• Source data:
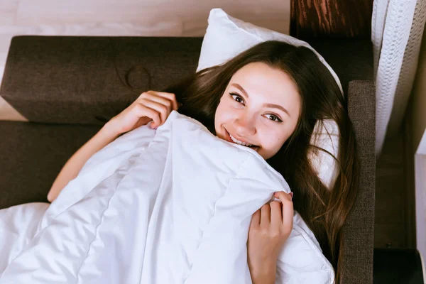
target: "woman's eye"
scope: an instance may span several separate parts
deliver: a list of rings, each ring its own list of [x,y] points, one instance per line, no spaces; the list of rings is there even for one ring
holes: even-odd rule
[[[266,117],[273,121],[283,122],[281,119],[280,119],[277,116],[273,114],[266,114]]]
[[[232,97],[232,98],[234,99],[234,101],[238,102],[239,103],[244,102],[244,100],[243,99],[241,96],[240,96],[239,94],[236,94],[236,93],[230,93],[229,94],[231,95],[231,97]]]

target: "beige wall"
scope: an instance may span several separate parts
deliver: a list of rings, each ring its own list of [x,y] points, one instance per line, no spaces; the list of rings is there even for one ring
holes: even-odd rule
[[[426,29],[423,33],[417,74],[407,113],[410,121],[412,150],[417,151],[426,129]],[[420,150],[420,149],[419,149]]]

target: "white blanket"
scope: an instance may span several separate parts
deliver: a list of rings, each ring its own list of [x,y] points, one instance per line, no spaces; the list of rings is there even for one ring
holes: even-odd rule
[[[283,177],[254,151],[173,111],[97,152],[59,197],[0,210],[0,284],[251,283],[251,215]],[[300,215],[276,283],[332,283]]]

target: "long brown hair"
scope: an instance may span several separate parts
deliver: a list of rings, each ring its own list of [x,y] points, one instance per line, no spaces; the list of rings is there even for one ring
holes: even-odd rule
[[[288,182],[294,192],[294,209],[315,234],[334,268],[336,283],[339,283],[344,246],[342,227],[358,193],[359,161],[346,102],[317,55],[305,47],[266,41],[164,91],[175,93],[182,104],[179,112],[200,121],[215,134],[214,114],[231,77],[243,66],[255,62],[286,72],[298,88],[302,111],[296,129],[268,163]],[[312,153],[327,152],[310,143],[315,124],[324,119],[334,119],[340,131],[339,154],[334,157],[340,170],[329,189],[321,182],[310,159]]]

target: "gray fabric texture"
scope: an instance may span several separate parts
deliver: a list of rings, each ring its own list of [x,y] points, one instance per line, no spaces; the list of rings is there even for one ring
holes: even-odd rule
[[[371,43],[311,40],[344,92],[372,80]],[[202,38],[16,36],[0,95],[30,121],[101,125],[141,93],[197,69]]]
[[[373,81],[351,81],[348,112],[360,160],[359,194],[344,226],[342,283],[373,283],[376,188],[376,92]]]
[[[341,80],[361,160],[360,195],[344,227],[342,283],[372,283],[375,93],[371,43],[307,41]],[[141,92],[163,89],[195,71],[202,42],[202,38],[13,38],[0,95],[36,123],[0,121],[0,209],[47,201],[61,168],[108,119]]]
[[[47,202],[60,169],[99,129],[0,121],[0,209]]]

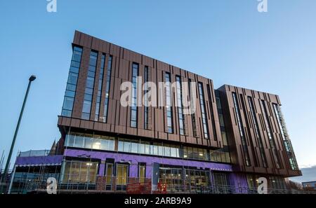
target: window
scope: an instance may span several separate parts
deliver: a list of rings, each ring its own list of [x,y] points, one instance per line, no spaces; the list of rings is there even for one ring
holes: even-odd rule
[[[81,118],[90,119],[91,111],[92,96],[93,94],[94,78],[97,64],[98,53],[91,51],[90,53],[89,67],[88,76],[86,77],[86,89],[84,92],[84,105],[82,107]]]
[[[146,165],[139,163],[138,165],[138,179],[140,183],[145,183],[146,178]]]
[[[209,109],[211,110],[211,119],[212,120],[212,127],[213,127],[213,133],[214,137],[214,140],[217,140],[217,133],[216,133],[216,127],[215,126],[215,118],[214,118],[214,110],[213,109],[213,104],[212,104],[212,95],[211,94],[211,87],[208,84],[207,85],[207,95],[209,96]]]
[[[107,109],[109,105],[109,94],[110,94],[110,85],[111,83],[111,71],[112,71],[112,57],[110,55],[107,60],[107,83],[105,88],[105,100],[104,102],[104,113],[103,113],[103,122],[107,122]]]
[[[96,183],[98,162],[65,161],[62,163],[62,183]]]
[[[70,66],[66,91],[65,92],[64,103],[62,105],[62,116],[71,117],[74,106],[74,95],[76,94],[78,74],[81,60],[82,48],[74,46],[72,52],[72,63]]]
[[[201,106],[201,114],[203,125],[203,132],[205,139],[209,139],[209,125],[207,124],[206,111],[204,103],[204,94],[203,92],[203,85],[199,83],[199,104]]]
[[[178,116],[179,117],[180,134],[185,134],[185,118],[183,112],[181,78],[176,77],[177,84]]]
[[[242,118],[240,117],[239,106],[237,102],[237,97],[235,92],[232,92],[232,100],[234,102],[235,113],[237,122],[238,128],[239,130],[240,139],[242,141],[242,150],[244,151],[246,165],[250,166],[249,153],[248,151],[248,146],[246,140],[246,137],[244,132],[244,125],[242,124]]]
[[[277,123],[279,125],[279,128],[281,132],[281,136],[283,139],[283,144],[284,145],[285,150],[287,153],[287,156],[289,157],[289,161],[290,163],[291,169],[298,169],[298,167],[296,159],[295,158],[295,155],[292,150],[291,141],[289,140],[289,135],[287,134],[287,127],[285,125],[285,122],[284,121],[283,119],[280,107],[278,104],[273,104],[273,109],[275,110],[275,113],[277,117]]]
[[[149,107],[148,107],[148,67],[145,67],[145,123],[144,128],[148,130],[149,128]]]
[[[129,174],[129,166],[125,164],[117,164],[117,184],[126,185],[127,176]]]
[[[269,138],[269,143],[270,146],[271,147],[273,157],[275,158],[275,166],[277,168],[280,168],[280,164],[279,164],[279,154],[277,153],[277,150],[276,148],[276,144],[275,138],[273,137],[273,134],[271,133],[271,124],[269,120],[269,116],[268,116],[268,111],[267,108],[265,106],[265,101],[261,99],[261,102],[260,102],[261,111],[263,116],[263,120],[265,124],[265,130],[267,131],[268,137]]]
[[[105,55],[103,54],[101,57],[101,68],[100,69],[99,82],[98,84],[98,95],[96,104],[96,116],[94,120],[99,120],[100,104],[101,102],[102,85],[103,82],[104,66],[105,64]]]
[[[170,74],[166,72],[165,74],[165,85],[166,89],[166,118],[167,118],[167,132],[172,134],[173,132],[173,113],[171,109],[171,85]]]
[[[133,63],[132,69],[132,103],[131,106],[131,127],[137,127],[137,76],[138,64]]]
[[[217,112],[220,126],[220,134],[222,136],[222,141],[223,148],[217,151],[210,151],[210,158],[211,161],[218,161],[222,162],[230,162],[230,148],[226,134],[226,127],[225,126],[224,116],[223,115],[222,102],[220,100],[220,92],[215,90],[215,97],[216,100]],[[220,160],[218,161],[219,157],[221,155]]]
[[[88,134],[70,133],[66,135],[65,146],[103,151],[114,150],[114,138]]]
[[[190,97],[190,100],[195,100],[195,98],[192,97],[192,92],[191,91],[191,79],[189,78],[189,97]],[[194,94],[193,94],[194,95]],[[191,114],[191,118],[192,118],[192,130],[193,130],[193,137],[197,137],[197,123],[195,121],[195,113]]]
[[[265,148],[263,147],[263,144],[262,142],[261,135],[260,134],[258,125],[258,120],[256,116],[256,112],[254,111],[254,102],[252,101],[251,97],[248,97],[248,102],[249,102],[249,106],[250,106],[250,112],[251,113],[252,122],[254,123],[256,137],[257,138],[257,141],[259,145],[260,154],[261,155],[263,167],[267,167],[268,166],[267,166],[267,160],[266,160],[265,154]]]
[[[113,179],[113,163],[107,162],[105,173],[106,190],[111,190],[112,181]]]

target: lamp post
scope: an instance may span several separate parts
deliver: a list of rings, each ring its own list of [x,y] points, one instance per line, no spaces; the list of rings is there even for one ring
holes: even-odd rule
[[[3,188],[1,188],[1,193],[4,193],[4,192],[6,191],[4,183],[6,181],[6,175],[8,174],[8,169],[9,168],[10,160],[11,160],[11,155],[12,155],[12,152],[13,151],[13,148],[14,148],[14,144],[15,143],[16,136],[18,135],[18,132],[19,130],[20,123],[21,123],[22,116],[23,115],[24,107],[25,106],[25,103],[26,103],[26,101],[27,99],[27,95],[29,95],[31,83],[32,81],[34,81],[36,78],[37,78],[37,77],[34,75],[32,75],[29,78],[29,84],[27,85],[27,90],[25,93],[25,97],[24,97],[23,105],[22,106],[21,112],[20,113],[19,120],[18,121],[18,124],[17,124],[16,128],[15,128],[15,132],[14,133],[13,139],[12,144],[11,144],[11,147],[10,148],[10,152],[8,155],[8,158],[6,160],[6,167],[4,168],[4,172],[2,175],[2,178],[1,178],[1,184],[3,185]]]

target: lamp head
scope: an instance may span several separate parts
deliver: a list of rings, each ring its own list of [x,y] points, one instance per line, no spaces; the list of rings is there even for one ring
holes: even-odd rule
[[[29,81],[32,82],[32,81],[34,81],[36,78],[37,78],[37,77],[35,76],[35,75],[32,75],[29,77]]]

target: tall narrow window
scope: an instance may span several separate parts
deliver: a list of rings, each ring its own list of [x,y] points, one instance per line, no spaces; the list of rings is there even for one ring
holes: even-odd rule
[[[203,91],[203,85],[202,83],[199,83],[199,104],[201,106],[201,114],[203,125],[203,132],[204,134],[204,138],[209,139],[209,125],[206,120],[206,110],[205,108],[204,102],[204,92]]]
[[[217,112],[220,126],[220,133],[222,136],[223,146],[222,148],[218,149],[218,155],[221,155],[219,162],[230,162],[230,147],[227,138],[226,127],[224,122],[224,115],[223,114],[222,102],[220,99],[220,92],[215,90],[215,97],[216,99]],[[210,151],[211,153],[212,151]],[[211,155],[211,159],[212,158]]]
[[[137,76],[138,64],[133,63],[132,69],[132,103],[131,106],[131,127],[137,127]]]
[[[246,165],[250,166],[249,153],[248,151],[247,142],[246,141],[246,137],[244,131],[244,125],[242,125],[242,118],[240,117],[239,106],[238,104],[236,93],[232,92],[232,99],[234,101],[234,106],[235,110],[236,118],[237,121],[238,128],[239,130],[240,138],[242,140],[242,150],[244,151],[244,159],[246,161]]]
[[[279,154],[277,153],[277,150],[276,148],[275,138],[273,137],[273,134],[271,133],[271,124],[270,123],[269,116],[268,116],[267,108],[265,107],[265,104],[264,100],[261,100],[260,102],[261,111],[263,116],[263,120],[265,124],[265,129],[267,130],[268,137],[269,138],[269,143],[271,147],[273,157],[275,158],[275,165],[277,168],[280,168],[279,165]]]
[[[211,94],[211,90],[209,85],[207,85],[207,94],[209,96],[209,109],[211,110],[211,119],[212,120],[212,127],[213,127],[213,133],[214,137],[214,140],[217,140],[217,133],[216,133],[216,127],[215,126],[215,118],[214,118],[214,110],[213,109],[212,104],[212,95]]]
[[[149,128],[149,107],[148,107],[148,67],[145,67],[145,123],[144,128],[147,130]]]
[[[165,74],[165,84],[166,84],[166,118],[168,132],[173,132],[173,125],[172,122],[173,113],[171,109],[171,86],[170,85],[171,77],[170,74],[166,72]]]
[[[89,67],[88,76],[86,81],[86,89],[84,91],[84,105],[82,107],[81,118],[89,120],[91,111],[92,96],[93,95],[94,78],[96,77],[96,69],[98,59],[98,53],[91,51],[90,53]]]
[[[275,110],[275,116],[277,116],[277,123],[279,125],[279,130],[281,131],[281,136],[282,137],[283,144],[289,158],[289,162],[292,169],[298,169],[296,159],[293,151],[292,145],[287,134],[287,126],[283,118],[283,116],[278,104],[273,104],[273,109]]]
[[[112,71],[112,55],[109,56],[107,60],[107,85],[105,88],[105,100],[104,101],[104,113],[103,113],[103,122],[107,120],[107,109],[109,106],[109,94],[110,94],[110,85],[111,84],[111,71]]]
[[[185,134],[185,126],[182,103],[181,78],[177,76],[176,79],[177,84],[178,116],[179,117],[180,134],[184,135]]]
[[[251,113],[252,122],[254,123],[254,127],[256,133],[256,137],[257,138],[258,144],[259,144],[260,154],[261,155],[262,162],[263,167],[267,167],[267,159],[265,154],[265,148],[262,142],[261,135],[260,134],[259,127],[258,125],[258,120],[256,116],[256,112],[254,111],[254,102],[251,97],[248,97],[248,102],[250,106],[250,112]]]
[[[146,165],[144,163],[138,164],[138,179],[140,183],[145,183],[146,177]]]
[[[96,104],[96,116],[94,120],[99,120],[100,104],[101,102],[102,83],[103,82],[104,65],[105,62],[105,55],[103,54],[101,57],[101,69],[100,69],[99,83],[98,83],[98,95]]]
[[[191,79],[189,78],[189,97],[190,97],[190,100],[195,100],[195,97],[192,97],[192,92],[191,91]],[[192,118],[192,127],[193,130],[193,137],[197,137],[197,123],[195,121],[195,112],[192,114],[191,114],[191,118]]]
[[[72,63],[65,92],[64,103],[61,115],[71,117],[74,106],[74,95],[76,94],[78,74],[81,61],[82,48],[74,46],[72,53]]]

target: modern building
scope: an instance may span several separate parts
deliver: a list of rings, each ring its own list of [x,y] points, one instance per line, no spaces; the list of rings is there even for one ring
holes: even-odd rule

• Problem: Everything from the line containing "target: modern building" to the end of the records must be written out exactly; include both of those lines and no others.

• In response:
target: modern building
scope: an instance may span several separate parts
deliver: a list of rings, each ring its own list of [x,y] points, one instance per line, no spaces; the list of rings is there even for one ring
holes: even-odd rule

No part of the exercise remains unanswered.